• **Work to complete**: In the post below on what a tasting room earns a small winery, copy word for word the passage that begins with the words containing "Do the math." and ends with "with the distributors.".

Do The Math

How important is a tasting room to a small winery on a well traveled wine road?


$2000 worth of wine sales per day (conservative estimate) is..
$14,000 per week is…
$56,000 per month is…
$672,000 per year is…

Less 10% for discounts is…: $604,800 per year in sales

But wait, there’s more.

Sales of "other stuff": $100 per day (conservative): $35,600 per year.

But wait…there’s more

Every day at least one person or couple will walk in your tasting room and connect with you. They’ll love your wine, they’ll love you, they’ll want to make you and your wine part of their life and they will sign up for your wine club. That one person is worth roughly $300 per year in automatic sales. After a year you have 356 people in your club who pay you $356 per year: $30,000 per year.

But wait, there’s more. Fifty percent of those who come in your tasting room every day sign up for you mailing list. Say 20 people on average come in making that 10 names on your mailing list per day. That’s 712 people per year sign up for mailings that offer them wine, say, twice per year. Five percent will buy when you offer them wine and they will buy an average of 6 bottles at, say, $25 per bottle: $10,500.

So, in your second year your tasting room grosses: $680,000

But wait…there’s more.

The pure promotional/advertising/name recognition you develop from having a tasting room helps your sales in restaurants and retail stores because visitors know you, are more likely to buy and order your wine and are more likely to tell their friends about your wine. Your wine will sell faster and your distributors and restaurant and retail accounts will order more wine faster due to this exposure.

So, one of Wark Communications clients is about to open a new tasting room in the middle of the Russian River Valley. It should gross them an extra $700,000 per year and net them at least $250,000 per year.

What can they do with that extra cash?..…yes…for a small winery this is how important direct sales can be. Besides pay their publicist, they can hire more people, spend more on marketing, buy better equipment, pay off debt, etc, etc…

Across the country there is a lobby of wholesalers who 1) don’t get that direct sales by wineries help them sell more wine and 2) are trying to stop wineries from selling direct.

Do the math.

Posted In: Wine Business


7 Responses

  1. David Sharp - February 10, 2006

    Great article Tom from two viewpoints.
    I work in the tasting room of a family owned, 40K case winery in the Alexander Valley – Sonoma Co. I know both what we do financially in the tasting room and I have a good sense of what happens financially with the distributors.

• **Extracted data**:
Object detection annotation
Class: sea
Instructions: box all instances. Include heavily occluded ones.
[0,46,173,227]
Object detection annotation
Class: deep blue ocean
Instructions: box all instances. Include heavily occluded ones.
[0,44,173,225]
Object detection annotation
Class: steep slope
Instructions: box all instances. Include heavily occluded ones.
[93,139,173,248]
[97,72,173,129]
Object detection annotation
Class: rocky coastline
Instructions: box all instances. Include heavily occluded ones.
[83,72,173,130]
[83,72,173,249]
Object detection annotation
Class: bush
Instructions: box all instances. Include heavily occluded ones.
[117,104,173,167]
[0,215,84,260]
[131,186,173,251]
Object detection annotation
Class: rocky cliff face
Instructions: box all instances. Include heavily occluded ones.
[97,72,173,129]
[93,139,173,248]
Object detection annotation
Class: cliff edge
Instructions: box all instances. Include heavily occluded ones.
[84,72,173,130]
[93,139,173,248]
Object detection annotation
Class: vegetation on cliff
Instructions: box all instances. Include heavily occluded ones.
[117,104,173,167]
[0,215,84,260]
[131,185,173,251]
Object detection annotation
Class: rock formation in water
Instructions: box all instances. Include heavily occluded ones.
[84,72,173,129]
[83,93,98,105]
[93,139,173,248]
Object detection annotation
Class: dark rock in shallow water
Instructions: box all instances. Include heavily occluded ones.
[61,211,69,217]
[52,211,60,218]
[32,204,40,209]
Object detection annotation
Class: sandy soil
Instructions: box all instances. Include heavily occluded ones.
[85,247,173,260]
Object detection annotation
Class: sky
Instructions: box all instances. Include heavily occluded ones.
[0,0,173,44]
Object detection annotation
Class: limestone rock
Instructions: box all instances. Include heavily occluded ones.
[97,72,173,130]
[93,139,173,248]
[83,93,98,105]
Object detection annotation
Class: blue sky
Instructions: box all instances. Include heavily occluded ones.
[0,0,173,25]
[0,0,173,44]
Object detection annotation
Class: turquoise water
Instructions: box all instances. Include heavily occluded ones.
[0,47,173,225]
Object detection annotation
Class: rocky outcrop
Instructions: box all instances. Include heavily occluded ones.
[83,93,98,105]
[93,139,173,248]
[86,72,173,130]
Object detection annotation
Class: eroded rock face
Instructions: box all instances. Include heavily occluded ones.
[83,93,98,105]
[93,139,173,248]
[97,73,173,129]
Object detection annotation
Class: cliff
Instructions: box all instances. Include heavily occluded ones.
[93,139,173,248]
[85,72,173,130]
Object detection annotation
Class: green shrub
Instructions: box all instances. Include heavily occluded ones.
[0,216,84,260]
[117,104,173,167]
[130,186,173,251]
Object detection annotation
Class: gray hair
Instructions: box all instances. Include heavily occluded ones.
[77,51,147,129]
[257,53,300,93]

• **Output below**:
Do the math.

Posted In: Wine Business


7 Responses

  1. David Sharp - February 10, 2006

    Great article Tom from two viewpoints.
    I work in the tasting room of a family owned, 40K case winery in the Alexander Valley – Sonoma Co. I know both what we do financially in the tasting room and I have a good sense of what happens financially with the distributors.